··· Given data

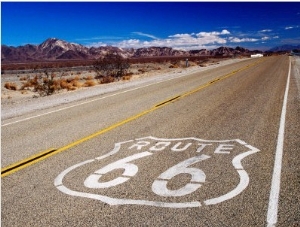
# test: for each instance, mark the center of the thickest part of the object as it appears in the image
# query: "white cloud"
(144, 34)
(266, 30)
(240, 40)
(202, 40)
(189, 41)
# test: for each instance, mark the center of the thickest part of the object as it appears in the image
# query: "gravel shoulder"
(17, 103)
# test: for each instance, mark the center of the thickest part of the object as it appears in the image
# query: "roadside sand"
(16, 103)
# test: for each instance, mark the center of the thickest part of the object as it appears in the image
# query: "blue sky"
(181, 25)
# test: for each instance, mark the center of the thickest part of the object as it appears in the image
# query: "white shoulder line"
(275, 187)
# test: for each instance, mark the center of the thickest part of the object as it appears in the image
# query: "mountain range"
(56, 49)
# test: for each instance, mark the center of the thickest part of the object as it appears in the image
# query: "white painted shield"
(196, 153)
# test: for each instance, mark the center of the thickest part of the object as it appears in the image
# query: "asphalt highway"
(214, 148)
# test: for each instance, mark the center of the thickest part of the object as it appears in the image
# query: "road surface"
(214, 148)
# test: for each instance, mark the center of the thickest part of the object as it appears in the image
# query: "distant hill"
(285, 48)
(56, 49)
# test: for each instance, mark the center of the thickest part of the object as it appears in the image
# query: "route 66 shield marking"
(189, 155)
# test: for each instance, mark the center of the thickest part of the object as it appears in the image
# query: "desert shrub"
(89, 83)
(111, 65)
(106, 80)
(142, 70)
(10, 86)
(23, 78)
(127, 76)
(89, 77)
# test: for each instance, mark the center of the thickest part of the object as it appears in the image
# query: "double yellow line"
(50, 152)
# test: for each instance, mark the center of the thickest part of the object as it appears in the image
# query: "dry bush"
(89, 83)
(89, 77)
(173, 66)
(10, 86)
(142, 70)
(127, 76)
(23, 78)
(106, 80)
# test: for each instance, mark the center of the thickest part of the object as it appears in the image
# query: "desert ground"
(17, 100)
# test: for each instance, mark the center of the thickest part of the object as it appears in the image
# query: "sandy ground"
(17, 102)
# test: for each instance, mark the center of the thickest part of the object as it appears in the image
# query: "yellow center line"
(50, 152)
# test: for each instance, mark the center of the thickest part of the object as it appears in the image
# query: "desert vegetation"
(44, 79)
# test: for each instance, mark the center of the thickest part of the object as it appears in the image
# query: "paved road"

······

The exercise >> Omit the pictures and reproduce the listing exactly.

Complete output >>
# test: for each instance, mark the center of the thickest part of the object as it appears in the image
# query: "white cloud"
(144, 34)
(266, 30)
(240, 40)
(202, 40)
(189, 41)
# test: for each instance, mark the center of the thickest part of the object as it appears in the image
# query: "gravel shoulder"
(17, 103)
# test: for each instance, mark the center of the thickest part of the object as it appears in the image
# query: "roadside sand"
(16, 103)
# test: for each instance, mark the center of the thickest part of the object as it appears in the image
# query: "blue sky"
(181, 25)
# test: for each instance, mark the center of the thickest part of the object as it appears in the image
# query: "white shoulder line"
(275, 187)
# test: for each instance, mark the center of the thickest part of the object as it appears in the image
# query: "mountain range"
(56, 49)
# test: for each instance, mark the center of the thickest part of the object as it appears in the image
# query: "white painted shield"
(196, 153)
# test: for each instance, mark the center of the thickest part of the object as it appears in the image
# query: "asphalt highway"
(214, 148)
# test: for each instance, mark the center of the thickest part of the object as it appears in the image
# query: "road surface"
(214, 148)
# test: for each instance, mark the center of the thickest part of the object as it appears in the image
# query: "distant hill"
(285, 48)
(56, 49)
# test: for each instance, mark the center of the thickest part of the object as it appears in the image
# query: "route 66 shield marking"
(189, 155)
# test: for each instance, mark the center of the thickest part of the object as it appears in the image
# query: "desert shrub"
(89, 83)
(111, 65)
(106, 80)
(142, 70)
(10, 86)
(23, 78)
(127, 76)
(89, 77)
# test: for each instance, mark the center of the thickest part of the object as it appears in the image
# query: "double yellow line"
(50, 152)
# test: for each instance, mark the center of the thickest part of the object as it appears in the image
# query: "dry bush"
(89, 83)
(89, 77)
(173, 66)
(10, 86)
(142, 70)
(127, 76)
(23, 78)
(106, 80)
# test: for each instance, mark the center of the thickest part of the object as it appears in the image
# query: "desert ground"
(17, 100)
# test: for each instance, mark the center of the thickest part of the object as it appears in the image
# query: "sandy ground"
(17, 102)
# test: for each instance, mark the center of the thickest part of the object as it appears in the image
# query: "yellow center line"
(50, 152)
# test: for each instance, mark the center of the thickest part of the object as it appears in the image
# query: "desert vegetation"
(44, 79)
# test: for each instance, mark the center of the thickest part of the object as it appears in the image
# query: "paved road"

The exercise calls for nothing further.